#### [Extract]

California pharmacy tech

 
At Wed Oct 24, 08:33:00 PM, Blogger Andy said...

28 year old med student again (also a pharmacist). Understand it from a pharmacist's perspective. You have a patient you have never seen and you need to get a rx from a physician you have never heard of. What's to stop anybody (RPh, patient, medical office staff) from simply stealing your DEA off of you prescription pad and using it? How is that any different from phoning in an rx with your DEA? It is not some insurance companies, all insurance companies require a valid DEA to accompany the prescription. IF the rx is 250.00 vs 15.00 on insurance, you are not the ones who get yelled at, the pharmacist is. Also, asking for a DEA is a good way to verify that the person you're actually talking to is indeed a physician. If they can recite the DEA quickly and by memory, you know it is more likely legit (a lot of people faking prescriptions get confused when asked to provide a dea over the phone).
Finally, many states require the pharmacist to obtain a DEA when receiving a controlled drug from a physician.
Your hissy fit accomplishes nothing. Think, before you chew out your RPh. Other than that, I like your blog an awful lot.

 
At Thu Oct 25, 06:24:00 AM, Blogger #1 Dinosaur said...

I lot of people seem to be losing sight of the fact that my beef is with providing my DEA for prescriptions for drugs that are NOT CONTROLLED SUBSTANCES. I have no problem providing my number whenever I do call in a controlled script. In fact, I expect to be asked for it each time I do so, so there isn't even any actual "need" to "keep it on file."

I am well aware that it is the insurance companies inappropriately appropriating the DEA registration as a unique provider identifier and that you pharmacists are caught in the middle. I understand that you share my frustrations with the situation, and I appreciate your allowing me to vent PRN.

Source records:

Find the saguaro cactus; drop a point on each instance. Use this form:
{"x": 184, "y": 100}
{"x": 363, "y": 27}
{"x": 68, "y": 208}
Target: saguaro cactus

#### [Using the information]
a: According to the comment thread, what do all insurance companies require to accompany the prescription?
b: Translate this sentence from the comment thread into Spanish: "Finally, many states require the pharmacist to obtain a DEA when receiving a controlled drug from a physician."
c: Reproduce the passage of the comment thread between "I am well aware" and "to vent PRN.", inclusive.

#### [Answers given]
a: A valid DEA.

b: Por último, muchos estados exigen que el farmacéutico obtenga un DEA al recibir un medicamento controlado de un médico.

c:
I am well aware that it is the insurance companies inappropriately appropriating the DEA registration as a unique provider identifier and that you pharmacists are caught in the middle. I understand that you share my frustrations with the situation, and I appreciate your allowing me to vent PRN.